**Required work:** Copy out all the data, word for word.

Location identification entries
-- BEGIN --

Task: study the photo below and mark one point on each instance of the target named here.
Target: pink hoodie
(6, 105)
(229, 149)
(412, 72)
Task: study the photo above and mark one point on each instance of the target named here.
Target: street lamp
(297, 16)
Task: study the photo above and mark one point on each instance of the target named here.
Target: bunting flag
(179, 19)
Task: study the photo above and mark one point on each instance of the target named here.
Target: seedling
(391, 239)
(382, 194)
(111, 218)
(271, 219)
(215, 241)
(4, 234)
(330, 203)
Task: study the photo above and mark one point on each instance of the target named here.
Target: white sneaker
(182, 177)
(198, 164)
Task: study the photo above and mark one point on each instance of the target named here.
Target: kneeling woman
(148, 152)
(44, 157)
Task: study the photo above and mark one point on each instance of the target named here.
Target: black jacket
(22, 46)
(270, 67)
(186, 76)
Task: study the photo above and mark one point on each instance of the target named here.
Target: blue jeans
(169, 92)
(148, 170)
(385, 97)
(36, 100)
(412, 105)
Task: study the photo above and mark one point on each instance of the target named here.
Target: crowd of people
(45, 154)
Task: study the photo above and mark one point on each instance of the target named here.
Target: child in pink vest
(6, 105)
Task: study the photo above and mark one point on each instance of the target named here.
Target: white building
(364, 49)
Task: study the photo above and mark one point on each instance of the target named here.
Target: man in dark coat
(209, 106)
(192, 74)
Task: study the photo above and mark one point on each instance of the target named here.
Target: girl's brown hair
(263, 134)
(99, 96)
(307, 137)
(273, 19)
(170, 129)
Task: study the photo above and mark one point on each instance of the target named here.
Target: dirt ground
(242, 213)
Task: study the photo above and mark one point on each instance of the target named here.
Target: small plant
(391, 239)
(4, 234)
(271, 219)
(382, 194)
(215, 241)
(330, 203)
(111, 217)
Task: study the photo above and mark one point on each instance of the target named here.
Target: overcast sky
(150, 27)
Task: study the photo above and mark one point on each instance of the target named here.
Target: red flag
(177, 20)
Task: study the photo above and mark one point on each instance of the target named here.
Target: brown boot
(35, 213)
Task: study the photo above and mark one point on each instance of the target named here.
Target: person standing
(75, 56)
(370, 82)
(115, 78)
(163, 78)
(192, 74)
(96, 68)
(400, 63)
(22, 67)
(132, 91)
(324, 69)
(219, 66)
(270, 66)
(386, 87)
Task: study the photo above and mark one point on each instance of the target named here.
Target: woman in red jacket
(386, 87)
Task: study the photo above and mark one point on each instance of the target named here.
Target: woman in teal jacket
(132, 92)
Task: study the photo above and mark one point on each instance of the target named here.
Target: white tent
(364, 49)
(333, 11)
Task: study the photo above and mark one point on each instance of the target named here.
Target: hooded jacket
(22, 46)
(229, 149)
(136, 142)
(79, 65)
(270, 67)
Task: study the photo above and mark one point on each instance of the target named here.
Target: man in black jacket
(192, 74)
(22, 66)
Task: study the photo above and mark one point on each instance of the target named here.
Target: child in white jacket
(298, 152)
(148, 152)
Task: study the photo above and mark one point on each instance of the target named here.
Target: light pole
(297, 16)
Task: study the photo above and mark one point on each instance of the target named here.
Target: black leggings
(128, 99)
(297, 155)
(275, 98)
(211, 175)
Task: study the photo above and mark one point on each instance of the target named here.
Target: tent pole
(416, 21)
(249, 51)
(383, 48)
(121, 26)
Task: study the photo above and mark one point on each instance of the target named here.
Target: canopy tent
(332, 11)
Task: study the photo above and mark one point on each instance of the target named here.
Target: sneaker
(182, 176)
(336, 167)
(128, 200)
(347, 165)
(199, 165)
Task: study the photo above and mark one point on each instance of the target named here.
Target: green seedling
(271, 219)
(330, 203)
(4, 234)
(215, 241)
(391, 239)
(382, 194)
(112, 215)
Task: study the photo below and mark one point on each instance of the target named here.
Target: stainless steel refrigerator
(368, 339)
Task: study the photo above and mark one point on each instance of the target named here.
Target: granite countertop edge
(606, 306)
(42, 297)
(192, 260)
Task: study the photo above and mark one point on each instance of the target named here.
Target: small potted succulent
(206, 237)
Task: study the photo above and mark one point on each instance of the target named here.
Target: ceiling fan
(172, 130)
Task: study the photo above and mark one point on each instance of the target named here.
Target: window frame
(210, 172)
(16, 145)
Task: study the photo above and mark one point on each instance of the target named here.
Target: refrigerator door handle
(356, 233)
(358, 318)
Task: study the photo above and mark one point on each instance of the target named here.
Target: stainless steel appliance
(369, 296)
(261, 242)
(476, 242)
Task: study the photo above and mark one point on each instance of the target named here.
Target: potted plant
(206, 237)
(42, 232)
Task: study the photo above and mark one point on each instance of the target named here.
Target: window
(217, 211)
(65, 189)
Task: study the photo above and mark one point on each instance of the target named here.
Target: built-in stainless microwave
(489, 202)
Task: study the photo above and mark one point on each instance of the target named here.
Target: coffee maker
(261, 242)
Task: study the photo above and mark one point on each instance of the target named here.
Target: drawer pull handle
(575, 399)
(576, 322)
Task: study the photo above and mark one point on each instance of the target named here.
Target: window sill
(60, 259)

-- END --

**Task response:**
Task: study the photo below and mark one point on each instance of the target named here.
Target: pink hoodie
(6, 105)
(229, 149)
(412, 72)
Task: study the photo above and mark one point on each instance of the target named here.
Target: street lamp
(297, 16)
Task: study the photo above and mark one point on each instance of the target named here.
Target: bunting flag
(179, 19)
Task: study the photo above and mark one point on each instance of the target named here.
Target: seedling
(391, 239)
(382, 194)
(111, 218)
(271, 219)
(215, 241)
(4, 234)
(330, 203)
Task: study the photo above and mark one point on each instance of the target named here.
Target: white sneaker
(182, 177)
(198, 164)
Task: study the photo above and mark one point on each instance of the target named here.
Target: kneeling woman
(148, 152)
(44, 157)
Task: study the photo above and mark one point on each instance of the target named here.
Target: black jacket
(22, 46)
(270, 67)
(186, 76)
Task: study the photo above and mark one point on each instance of the target named here.
Target: blue jeans
(169, 92)
(148, 170)
(385, 97)
(36, 100)
(412, 105)
Task: study the photo above and mark one point on each instance of the target named here.
Target: crowd of people
(45, 154)
Task: study the photo above and mark one point on each instance of the target named here.
Target: child in pink vest
(6, 105)
Task: study the photo above and mark one point on each instance of the target named here.
Target: white building
(364, 49)
Task: study the photo above and mark one point on each instance of the target named here.
Target: man in dark coat
(209, 106)
(192, 74)
Task: study the photo above and mark one point on each instance of the target named here.
Target: girl's brown hair
(263, 134)
(99, 96)
(307, 137)
(273, 19)
(170, 129)
Task: study the photo above and mark one point on each instance of the target named here.
Target: dirt ground
(242, 213)
Task: study the photo above and mark one point on each instance of the target named here.
Target: small plant
(391, 239)
(4, 234)
(271, 219)
(382, 194)
(215, 241)
(330, 203)
(111, 217)
Task: study the photo above and mark one point on each instance of the target named here.
Target: overcast sky
(150, 27)
Task: study the photo above and mark one point on each instance of the target named here.
Target: red flag
(177, 20)
Task: study the photo above and mark one point on each instance of the target named here.
Target: brown boot
(35, 213)
Task: study the photo above and mark one point on each instance of the target named here.
Target: person standing
(75, 56)
(370, 82)
(115, 78)
(163, 78)
(192, 74)
(96, 68)
(400, 63)
(22, 67)
(132, 91)
(324, 69)
(219, 66)
(270, 66)
(386, 87)
Task: study the photo above and mark one point on each instance of the target named here.
Target: woman in red jacket
(386, 87)
Task: study the photo above and mark one point on each instance of the target named here.
Target: woman in teal jacket
(132, 92)
Task: study the photo above and mark one point on each instance of the target named here.
Target: white tent
(364, 49)
(333, 11)
Task: study the photo above and mark one point on each instance of the target named here.
Target: hooded jacket
(22, 46)
(229, 149)
(136, 142)
(79, 65)
(270, 67)
Task: study the photo above and mark one point on each instance of the target named here.
Target: man in black jacket
(192, 74)
(22, 66)
Task: study the photo above and mark one point on each instance of the target named here.
Target: child in white jacket
(298, 152)
(148, 152)
Task: study the photo above and mark one point on each instance of the target named here.
Target: light pole
(297, 16)
Task: study the photo above and mark one point on each instance of the target named here.
Target: black leggings
(128, 99)
(297, 155)
(275, 98)
(211, 175)
Task: study the photo above and mark one point on each instance of the target named here.
Target: tent pole
(416, 21)
(249, 51)
(383, 48)
(121, 26)
Task: study the photo above and mark one point on each instance of the target named here.
Target: canopy tent
(332, 11)
Task: study the photo above and mark one point on each instance of the target named here.
Target: sneaker
(182, 176)
(336, 167)
(128, 200)
(347, 165)
(199, 165)
Task: study the photo above and mark one point on each instance of the target named here.
Target: green seedling
(271, 219)
(330, 203)
(4, 234)
(215, 241)
(391, 239)
(382, 194)
(112, 215)
Task: study the photo below and mark one point on each instance of the target named here.
Target: stainless steel refrigerator
(368, 339)
Task: study the photo above and mark one point on each instance of the target named here.
Target: granite countertop edge
(606, 306)
(42, 297)
(192, 260)
Task: study the photo above and mark one point on each instance of the target named here.
Target: small potted succulent
(206, 237)
Task: study the photo above and mark one point on each instance of the target named here.
Target: ceiling fan
(172, 130)
Task: study the photo above and mark one point on each instance of the target named here.
Target: window frame
(210, 172)
(16, 145)
Task: study the photo above and mark one point on each instance of the target named here.
Target: refrigerator door handle
(356, 233)
(358, 318)
Task: study the photo above and mark one point on each instance of the target named here.
Target: stainless steel appliance
(369, 296)
(261, 242)
(476, 242)
Task: study the photo above and mark one point on each instance of the target named here.
Target: potted plant
(206, 237)
(42, 232)
Task: study the photo above and mark one point on each instance of the target named here.
Target: window
(217, 211)
(65, 189)
Task: study the photo above and mark one point on each instance of the target named here.
Target: built-in stainless microwave
(489, 202)
Task: study the photo above and mark one point on each instance of the target named here.
Target: coffee maker
(261, 242)
Task: study the photo above and mark one point on each instance of the target named here.
Target: drawer pull handle
(575, 399)
(576, 322)
Task: study the photo above and mark one point on each instance of the target named here.
Target: window sill
(60, 259)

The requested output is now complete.